Exercise directions: Include in the output the line containing "I need to verify: does the image contain any hanging" and each subsequent line of the records, through the end, transcribed exactly. Add nothing else.
START Data extract
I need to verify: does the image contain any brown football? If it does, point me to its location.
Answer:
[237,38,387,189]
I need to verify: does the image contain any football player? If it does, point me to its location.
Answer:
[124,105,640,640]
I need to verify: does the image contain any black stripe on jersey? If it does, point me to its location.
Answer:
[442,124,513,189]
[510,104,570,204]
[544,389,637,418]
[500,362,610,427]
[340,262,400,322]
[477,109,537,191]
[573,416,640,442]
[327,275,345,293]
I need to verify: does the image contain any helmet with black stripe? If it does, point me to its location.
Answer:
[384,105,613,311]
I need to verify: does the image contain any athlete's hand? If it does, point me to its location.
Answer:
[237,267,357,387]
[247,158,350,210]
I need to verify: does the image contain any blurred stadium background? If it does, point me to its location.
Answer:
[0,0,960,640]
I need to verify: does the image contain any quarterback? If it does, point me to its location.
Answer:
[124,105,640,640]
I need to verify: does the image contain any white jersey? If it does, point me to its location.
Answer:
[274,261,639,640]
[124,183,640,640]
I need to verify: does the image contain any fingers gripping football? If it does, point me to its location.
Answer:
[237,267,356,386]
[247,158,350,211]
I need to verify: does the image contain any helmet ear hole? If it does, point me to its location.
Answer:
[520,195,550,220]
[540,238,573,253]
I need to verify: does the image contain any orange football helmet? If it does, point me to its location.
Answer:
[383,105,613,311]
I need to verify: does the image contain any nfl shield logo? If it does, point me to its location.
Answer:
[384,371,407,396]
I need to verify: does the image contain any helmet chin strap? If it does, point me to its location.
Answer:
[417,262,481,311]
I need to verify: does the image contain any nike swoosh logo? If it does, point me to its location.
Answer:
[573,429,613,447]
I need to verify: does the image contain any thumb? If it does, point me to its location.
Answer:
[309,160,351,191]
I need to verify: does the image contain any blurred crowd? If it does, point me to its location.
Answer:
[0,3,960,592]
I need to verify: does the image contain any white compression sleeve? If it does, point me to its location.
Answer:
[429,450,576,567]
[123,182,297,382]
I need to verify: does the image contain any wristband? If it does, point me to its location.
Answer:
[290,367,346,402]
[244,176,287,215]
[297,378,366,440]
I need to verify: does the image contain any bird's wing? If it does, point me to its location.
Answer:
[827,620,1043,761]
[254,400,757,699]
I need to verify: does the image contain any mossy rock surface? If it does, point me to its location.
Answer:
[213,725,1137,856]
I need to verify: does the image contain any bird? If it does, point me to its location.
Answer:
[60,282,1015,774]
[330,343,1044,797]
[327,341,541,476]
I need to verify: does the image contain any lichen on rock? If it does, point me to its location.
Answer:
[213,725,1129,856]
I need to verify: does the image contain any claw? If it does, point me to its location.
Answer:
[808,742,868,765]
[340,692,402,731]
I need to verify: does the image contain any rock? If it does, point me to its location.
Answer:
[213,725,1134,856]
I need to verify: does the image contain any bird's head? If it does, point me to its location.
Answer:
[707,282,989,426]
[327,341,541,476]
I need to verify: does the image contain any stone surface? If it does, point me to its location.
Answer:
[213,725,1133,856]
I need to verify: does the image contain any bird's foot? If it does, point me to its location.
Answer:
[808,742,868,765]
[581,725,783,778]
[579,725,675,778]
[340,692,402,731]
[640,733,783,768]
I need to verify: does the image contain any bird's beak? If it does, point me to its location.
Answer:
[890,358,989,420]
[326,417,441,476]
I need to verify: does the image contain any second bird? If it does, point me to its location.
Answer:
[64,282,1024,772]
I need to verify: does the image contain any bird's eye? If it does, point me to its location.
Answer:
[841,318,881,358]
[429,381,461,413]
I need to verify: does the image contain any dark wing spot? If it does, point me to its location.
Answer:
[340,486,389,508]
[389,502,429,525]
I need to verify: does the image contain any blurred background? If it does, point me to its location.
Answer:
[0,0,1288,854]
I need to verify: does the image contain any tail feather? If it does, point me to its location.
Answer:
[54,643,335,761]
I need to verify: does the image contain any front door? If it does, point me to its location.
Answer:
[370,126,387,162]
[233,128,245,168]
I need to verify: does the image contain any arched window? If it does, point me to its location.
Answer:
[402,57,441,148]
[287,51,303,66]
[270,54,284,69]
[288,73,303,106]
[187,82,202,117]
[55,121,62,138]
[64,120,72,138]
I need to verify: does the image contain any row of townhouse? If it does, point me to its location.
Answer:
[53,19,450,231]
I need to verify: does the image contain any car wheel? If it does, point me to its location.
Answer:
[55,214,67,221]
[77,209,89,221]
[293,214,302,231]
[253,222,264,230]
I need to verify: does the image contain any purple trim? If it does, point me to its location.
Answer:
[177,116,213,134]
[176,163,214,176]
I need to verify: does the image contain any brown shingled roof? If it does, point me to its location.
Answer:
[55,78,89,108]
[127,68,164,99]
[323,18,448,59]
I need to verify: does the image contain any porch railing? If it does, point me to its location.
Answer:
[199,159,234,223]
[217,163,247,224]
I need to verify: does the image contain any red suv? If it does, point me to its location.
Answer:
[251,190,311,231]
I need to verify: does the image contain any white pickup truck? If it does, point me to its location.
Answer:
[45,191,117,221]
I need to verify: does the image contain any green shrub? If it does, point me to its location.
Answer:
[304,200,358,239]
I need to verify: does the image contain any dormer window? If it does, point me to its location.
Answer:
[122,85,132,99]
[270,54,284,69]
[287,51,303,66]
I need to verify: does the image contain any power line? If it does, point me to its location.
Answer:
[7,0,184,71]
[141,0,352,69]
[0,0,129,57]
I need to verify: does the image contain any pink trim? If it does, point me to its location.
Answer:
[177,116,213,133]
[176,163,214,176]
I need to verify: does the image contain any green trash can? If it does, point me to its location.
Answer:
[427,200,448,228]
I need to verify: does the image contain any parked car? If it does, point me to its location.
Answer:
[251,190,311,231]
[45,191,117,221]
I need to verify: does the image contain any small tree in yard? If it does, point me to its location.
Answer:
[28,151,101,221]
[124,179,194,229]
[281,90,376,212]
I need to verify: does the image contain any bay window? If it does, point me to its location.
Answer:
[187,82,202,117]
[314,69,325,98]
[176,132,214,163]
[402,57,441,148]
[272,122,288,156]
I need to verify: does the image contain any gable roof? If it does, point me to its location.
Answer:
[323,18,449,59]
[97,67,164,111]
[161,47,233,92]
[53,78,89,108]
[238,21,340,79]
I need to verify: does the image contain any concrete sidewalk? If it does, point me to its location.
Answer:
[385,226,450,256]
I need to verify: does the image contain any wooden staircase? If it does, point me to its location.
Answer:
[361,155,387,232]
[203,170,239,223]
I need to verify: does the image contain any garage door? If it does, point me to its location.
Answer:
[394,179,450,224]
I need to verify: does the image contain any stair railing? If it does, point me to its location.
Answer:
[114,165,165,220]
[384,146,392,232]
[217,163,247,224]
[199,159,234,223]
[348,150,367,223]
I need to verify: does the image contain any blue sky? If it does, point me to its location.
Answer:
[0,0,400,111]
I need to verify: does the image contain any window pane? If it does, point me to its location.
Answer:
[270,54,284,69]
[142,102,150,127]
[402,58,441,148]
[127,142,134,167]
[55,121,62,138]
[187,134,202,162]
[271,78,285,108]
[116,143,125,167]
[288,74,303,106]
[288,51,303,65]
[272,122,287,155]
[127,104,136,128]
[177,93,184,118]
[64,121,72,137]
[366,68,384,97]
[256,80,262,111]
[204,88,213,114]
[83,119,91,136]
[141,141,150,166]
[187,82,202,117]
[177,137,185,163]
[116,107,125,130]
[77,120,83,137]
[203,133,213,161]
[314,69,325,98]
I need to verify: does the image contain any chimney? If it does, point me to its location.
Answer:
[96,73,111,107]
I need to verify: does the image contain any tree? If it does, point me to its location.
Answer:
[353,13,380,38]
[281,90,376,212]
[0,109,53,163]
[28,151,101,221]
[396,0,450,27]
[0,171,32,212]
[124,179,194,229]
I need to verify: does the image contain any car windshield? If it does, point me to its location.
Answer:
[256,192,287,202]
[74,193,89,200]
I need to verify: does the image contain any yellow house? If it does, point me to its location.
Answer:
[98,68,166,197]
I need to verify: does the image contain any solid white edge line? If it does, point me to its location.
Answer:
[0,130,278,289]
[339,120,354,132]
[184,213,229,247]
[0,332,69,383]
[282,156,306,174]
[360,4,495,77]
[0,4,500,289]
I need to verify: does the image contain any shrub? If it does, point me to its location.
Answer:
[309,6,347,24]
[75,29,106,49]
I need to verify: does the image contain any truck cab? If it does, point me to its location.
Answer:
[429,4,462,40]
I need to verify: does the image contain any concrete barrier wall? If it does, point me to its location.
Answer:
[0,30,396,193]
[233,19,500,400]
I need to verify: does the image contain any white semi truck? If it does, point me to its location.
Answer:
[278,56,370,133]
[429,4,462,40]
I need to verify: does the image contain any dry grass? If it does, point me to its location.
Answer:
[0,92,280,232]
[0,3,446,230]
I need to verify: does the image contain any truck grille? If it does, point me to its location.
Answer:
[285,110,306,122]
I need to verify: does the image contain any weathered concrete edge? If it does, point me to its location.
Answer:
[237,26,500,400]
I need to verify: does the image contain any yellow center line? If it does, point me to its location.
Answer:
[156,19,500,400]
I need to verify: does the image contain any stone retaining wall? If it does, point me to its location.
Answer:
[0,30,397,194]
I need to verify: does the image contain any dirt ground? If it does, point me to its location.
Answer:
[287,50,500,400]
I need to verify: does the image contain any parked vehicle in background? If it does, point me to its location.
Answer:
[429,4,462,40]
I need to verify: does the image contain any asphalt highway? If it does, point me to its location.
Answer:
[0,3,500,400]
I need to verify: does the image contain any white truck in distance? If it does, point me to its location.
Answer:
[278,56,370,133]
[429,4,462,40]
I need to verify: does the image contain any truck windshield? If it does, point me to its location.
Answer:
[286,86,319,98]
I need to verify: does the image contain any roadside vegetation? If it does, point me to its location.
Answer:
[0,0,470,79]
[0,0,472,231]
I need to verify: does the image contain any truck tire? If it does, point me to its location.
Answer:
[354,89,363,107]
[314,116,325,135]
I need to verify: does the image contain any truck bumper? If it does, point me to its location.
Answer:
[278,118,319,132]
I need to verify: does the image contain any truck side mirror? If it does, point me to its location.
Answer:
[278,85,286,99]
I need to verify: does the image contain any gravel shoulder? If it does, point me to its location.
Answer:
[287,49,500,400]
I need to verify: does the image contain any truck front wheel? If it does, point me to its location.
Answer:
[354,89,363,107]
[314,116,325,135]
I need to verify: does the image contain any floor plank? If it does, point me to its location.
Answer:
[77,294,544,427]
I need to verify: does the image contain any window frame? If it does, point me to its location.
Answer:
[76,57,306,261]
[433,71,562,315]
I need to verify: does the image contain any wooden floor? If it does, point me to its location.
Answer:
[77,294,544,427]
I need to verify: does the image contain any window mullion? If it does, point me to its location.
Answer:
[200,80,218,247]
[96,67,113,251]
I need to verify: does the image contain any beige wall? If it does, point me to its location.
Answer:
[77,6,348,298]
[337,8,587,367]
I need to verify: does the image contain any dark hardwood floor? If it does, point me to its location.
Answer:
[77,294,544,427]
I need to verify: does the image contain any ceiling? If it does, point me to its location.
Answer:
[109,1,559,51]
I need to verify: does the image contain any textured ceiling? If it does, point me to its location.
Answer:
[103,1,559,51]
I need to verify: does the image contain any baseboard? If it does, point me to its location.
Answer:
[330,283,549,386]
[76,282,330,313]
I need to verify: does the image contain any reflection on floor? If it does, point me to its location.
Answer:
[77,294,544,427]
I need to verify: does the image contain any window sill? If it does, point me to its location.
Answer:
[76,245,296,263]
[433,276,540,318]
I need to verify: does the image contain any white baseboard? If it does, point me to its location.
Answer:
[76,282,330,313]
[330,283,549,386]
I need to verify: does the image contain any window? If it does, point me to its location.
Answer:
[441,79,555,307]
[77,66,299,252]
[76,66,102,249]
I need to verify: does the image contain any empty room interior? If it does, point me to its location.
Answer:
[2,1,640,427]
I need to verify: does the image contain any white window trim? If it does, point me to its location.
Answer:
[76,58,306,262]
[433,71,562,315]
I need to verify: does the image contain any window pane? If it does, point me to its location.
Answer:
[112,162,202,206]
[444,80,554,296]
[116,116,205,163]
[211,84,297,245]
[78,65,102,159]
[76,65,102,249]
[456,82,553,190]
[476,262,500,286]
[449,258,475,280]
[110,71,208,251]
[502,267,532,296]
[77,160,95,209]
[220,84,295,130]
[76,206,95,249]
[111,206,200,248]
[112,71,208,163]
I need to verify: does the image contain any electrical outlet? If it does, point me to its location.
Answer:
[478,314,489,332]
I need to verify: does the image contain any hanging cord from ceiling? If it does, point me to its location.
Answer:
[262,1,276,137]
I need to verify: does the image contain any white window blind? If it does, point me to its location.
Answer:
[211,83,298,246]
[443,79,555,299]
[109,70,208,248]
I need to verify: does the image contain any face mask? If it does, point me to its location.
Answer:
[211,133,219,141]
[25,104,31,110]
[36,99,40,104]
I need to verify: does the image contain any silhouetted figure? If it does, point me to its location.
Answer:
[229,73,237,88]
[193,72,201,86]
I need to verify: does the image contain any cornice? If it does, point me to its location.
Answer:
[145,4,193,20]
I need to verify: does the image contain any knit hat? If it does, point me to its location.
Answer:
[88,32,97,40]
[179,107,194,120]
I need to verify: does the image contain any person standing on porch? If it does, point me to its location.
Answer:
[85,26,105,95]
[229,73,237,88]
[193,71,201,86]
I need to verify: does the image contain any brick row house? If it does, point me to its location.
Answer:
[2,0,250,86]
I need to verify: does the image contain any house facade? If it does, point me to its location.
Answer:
END Data extract
Output for this exercise:
I need to verify: does the image contain any hanging cord from ceiling? If it does, point me to its location.
Answer:
[262,1,276,137]
I need to verify: does the image contain any white window blind? If it does, point me to its location.
Answer:
[211,83,298,246]
[443,79,555,299]
[109,70,208,248]
I need to verify: does the image contain any face mask? If it does, point me to its location.
Answer:
[211,133,219,141]
[25,104,31,110]
[36,99,40,104]
I need to verify: does the image contain any silhouetted figure? If it does, point me to its location.
Answer:
[229,73,237,88]
[193,72,201,86]
I need to verify: does the image contain any cornice? If it does, point me to its location.
Answer:
[145,4,193,20]
I need to verify: does the image contain any knit hat? If it does, point me to its location.
Answer:
[88,32,97,40]
[179,107,194,120]
I need to verify: does the image contain any person standing on porch? If it does, point me to its location.
Answer:
[85,26,105,95]
[229,73,237,88]
[193,71,201,86]
I need to verify: does the image contain any brick row house? If it does, point me to its location.
Answer:
[2,0,250,86]
I need to verify: does the image contain any house facade? If it does, point me to its location.
Answer:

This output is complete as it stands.